Directions for this task: Please reproduce the records below word for word, leaving out the pictures.

Supplied entries:
::::::::

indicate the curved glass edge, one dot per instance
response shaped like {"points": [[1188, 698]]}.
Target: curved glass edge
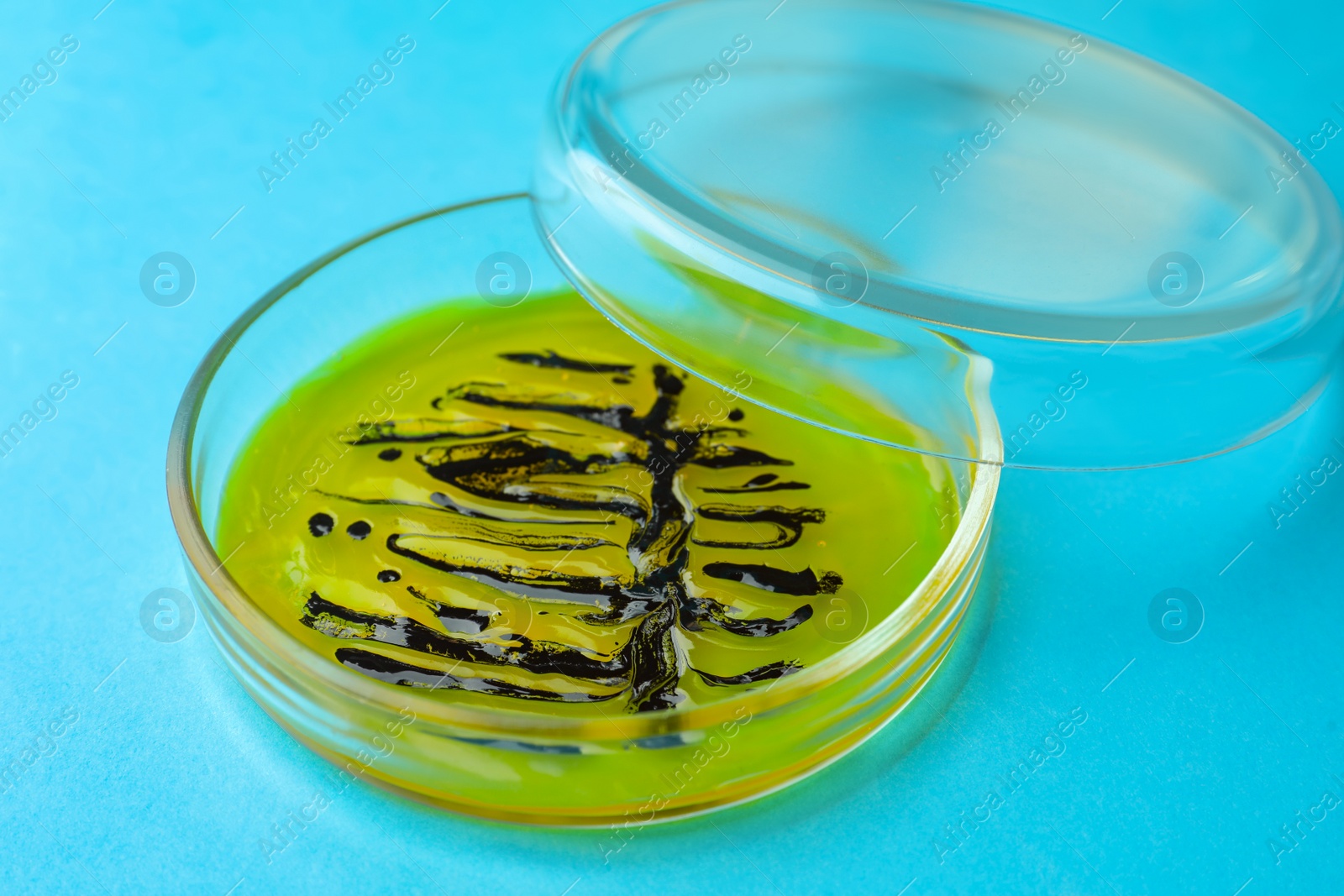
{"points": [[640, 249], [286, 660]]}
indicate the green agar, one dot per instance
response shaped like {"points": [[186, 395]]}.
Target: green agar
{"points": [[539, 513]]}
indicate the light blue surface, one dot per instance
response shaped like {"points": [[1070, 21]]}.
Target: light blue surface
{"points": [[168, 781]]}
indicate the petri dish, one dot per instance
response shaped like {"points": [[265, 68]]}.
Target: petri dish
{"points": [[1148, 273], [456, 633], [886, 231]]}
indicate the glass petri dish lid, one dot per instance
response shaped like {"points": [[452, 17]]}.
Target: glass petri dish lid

::::::::

In response:
indicate the curved glass edge, one dot per instance
response shaped like {"points": [[1188, 698]]}.
Target: curved glass edge
{"points": [[640, 249], [286, 660]]}
indicate the green agar, one dot per instance
response shaped like {"points": [[186, 395]]}.
Target: green agar
{"points": [[539, 513]]}
indicate the light blue surface, one dot per instance
response shaped like {"points": [[1070, 21]]}.
Target: light blue surface
{"points": [[168, 781]]}
indicate the petri dish, one dot per instance
response shaped like {"points": [[265, 68]]}.
Target: petri dish
{"points": [[1148, 273], [456, 633], [886, 231]]}
indicate the glass petri dish lid, one dot per instance
response shaped like {"points": [[452, 17]]}.
Target: glass petri dish lid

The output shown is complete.